### BEREITGESTELLTER TEXT
--*--

Im hier wesentlichen Zusammenhang ist außerdem noch auf die Aufgaben der Rechtspfleger in Sachen des Firmenbuches gemäß §22 RpflG hinzuweisen. Zu diesen Aufgaben zählt unter anderem die Verhängung von Zwangsstrafen gemäß §24 Abs1 des Firmenbuchgesetzes in der Höhe von bis zu EUR 3.600,–. Gemäß §24 Abs4 leg.cit. kann das Gericht überdies anstelle der Androhung einer Zwangsstrafe gemäß Abs3 dieser Bestimmung mit Zwangsstrafverfügung i[m] Bereich des für den Pflichtverstoß vorgesehenen Strafrahmens vorgehen, wenn der Pflichtverstoß anhand der Umstände naheliegt. Der Rechtspfleger kann in diesem Zusammenhang, wenn die Voraussetzungen vorliegen (z. B. um eine Rechnungslegung zu erzwingen), Beugestrafen bis zur Höhe von EUR 3.600,– verhängen. Dies ist nach Auskunft des Handelsgerichtes Wien in Firmenbuchsachen sämtlicher Gesellschaften möglich, auch jener Gesellschaften, welche über ausländische Zweigniederlassungen verfügen.

Aus dieser beispielhaften Aufzählung ergibt sich zum einen, dass der Gestaltungsspielraum des einfachen Gesetzgebers sehr wohl die Befugnis umfasst, den Rechtspflegern die Besorgung von Angelegenheiten zu übertragen, in denen sich in Einzelfällen möglicherweise komplexe Rechtsprobleme stellen. Weder das Rechtspflegergesetz noch die Exekutionsordnung, noch die Insolvenzordnung oder das Außerstreitgesetz enthalten Ausnahmebestimmungen, die aus den oben beispielhaft angeführten, durchwegs fachlich anspruchsvollen Aufgaben komplexe Rechtssachen aus dem Zuständigkeitsbereich der Rechtspfleger ausnehmen. Zum anderen ergibt sich daraus aber auch, dass der einfache Gesetzgeber den Rechtspflegern nicht nur Angelegenheiten mit niedrigen Streitwerten oder Angelegenheiten übertragen hat, die nur geringfügige Folgen nach sich ziehen. Wenn auch Zwangsstrafen keine Strafen im Sinn des Strafrechtes sind, sondern Beugemittel, so zeigen doch gerade die genannten Aufgaben nach dem Firmenbuchgesetz, dass die vom Wiener Landesgesetzgeber gewählte Grenze von EUR 1.500,– in sachlicher Hinsicht unbedenklich ist.

--*--

(Zeigedaten zu Bildregionen)
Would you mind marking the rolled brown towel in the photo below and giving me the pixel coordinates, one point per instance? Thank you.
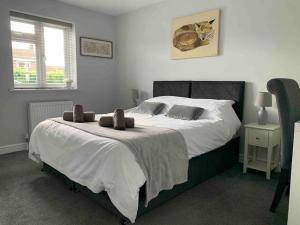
(119, 119)
(106, 121)
(89, 116)
(68, 116)
(78, 115)
(129, 122)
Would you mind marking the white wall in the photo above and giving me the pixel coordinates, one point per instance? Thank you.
(96, 76)
(259, 40)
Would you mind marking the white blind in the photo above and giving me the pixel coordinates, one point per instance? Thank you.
(43, 52)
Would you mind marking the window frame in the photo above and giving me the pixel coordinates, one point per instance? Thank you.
(38, 39)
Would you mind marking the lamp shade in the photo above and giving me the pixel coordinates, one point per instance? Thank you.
(263, 99)
(134, 94)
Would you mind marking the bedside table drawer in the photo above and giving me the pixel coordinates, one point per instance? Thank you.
(258, 138)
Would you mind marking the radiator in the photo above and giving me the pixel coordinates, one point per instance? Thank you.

--*--

### AUFGABENSTELLUNG
Führen Sie den Text über die Aufgaben der Rechtspfleger im Anschluss an seinen letzten Satz fort. Die Einträge stammen aus einer anderen Quelle als der Text.

### ERGEBNIS
Dabei darf nicht übersehen werden, dass es sich bei der – abstrakten – Aufgabenzuweisung an Rechtspfleger notwendigerweise immer um eine Durchschnittsbetrachtung handeln muss, bei der auf den Regelfall abgestellt wird. Dass dies auch bedingt, dass davon auch in Schwierigkeit und Komplexität vom Regelfall abweichende Geschäftsfälle betroffen sind, liegt auf der Hand und kann die Aufgabenzuteilung per se noch nicht unzulässig machen. Wesentlich ist viel mehr, ob das Gesetz Lösungen vorsieht, wie in derartigen Fällen vorzugehen ist. Dies ist im gegebenen Zusammenhang aber der Fall: Zunächst hält bereits das B-VG hierfür eine Regelung bereit. Art135a Abs2 B-VG sieht nämlich vor, dass das nach der Geschäftsverteilung zuständige (richterliche) Mitglied des Verwaltungsgerichtes jederzeit die Erledigung von den den Rechtspflegern zugewiesenen Geschäften an sich ziehen kann.

Diese Bestimmung, die in §4 Abs5 VGWG wiederholend aufgenommen wurde, wird durch Abs6 des §4 VGWG noch dahingehend ergänzt, dass der Landesrechtspfleger bzw. die Landesrechtspflegerin verpflichtet ist, dem Mitglied des Verwaltungsgerichtes Wien ein Geschäftsstück vorzulegen, wenn es die Schwierigkeit oder Wichtigkeit der Sache erfordert.

Mit diesem System ist daher gewährleistet, dass einerseits die – einfacheren – Regelfälle den Rechtspflegern zufallen, andererseits aber die aus der Durchschnittsbetrachtung herausfallenden – schwierigen – Fälle dem Richter zugeordnet werden.

Zusammenfassend ist festzuhalten, dass die Bundesverfassung entgegen der Annahme des Verwaltungsgerichtes Wien den Gestaltungsspielraum des einfachen Gesetzgebers zur Übertragung von Aufgaben an die Rechtspfleger nicht eng begrenzt hat. Der Vorwurf, der einfache Gesetzgeber hätte unter dem Aspekt der Wendung 'genau zu bezeichnende Arten von Geschäften' in Art135a Abs1 B-VG von seinem Gestaltungsspielraum nicht den verfassungsrechtlichen Voraussetzungen entsprechend Gebrauch gemacht, erweist sich daher als unzutreffend.

Zur Ausbildung der derzeit bestellten Rechtspfleger ist zu bemerken, dass diese unter den gegebenen rechtlichen und tatsächlichen Rahmenbedingungen bestmöglich erfolgt ist. Vorauszuschicken ist, dass der Bundesverfassungsgesetzgeber den Ländern für die Einrichtung der Verwaltungsgerichte nur etwas mehr als eineinhalb Jahre Zeit zur Verfügung gestellt hat (die Verwaltungsgerichtsbarkeits-Novelle 2012 wurde am 5. Juni 2012 kundgemacht; Art135a B-VG trat gemäß Art151 Abs51 Z6 B-VG am 1. Jänner 2014 in Kraft). Ferner hat der Bundesverfassungsgesetzgeber als Grundlage für die Tätigkeit der Rechtspfleger in Art135a Abs1 B-VG die Erlassung organisationsrechtlicher sowie – auf Basis der Grundlage von Art21 Abs1 B-VG – die Erlassung dienstrechtlicher Regelungen vorgesehen.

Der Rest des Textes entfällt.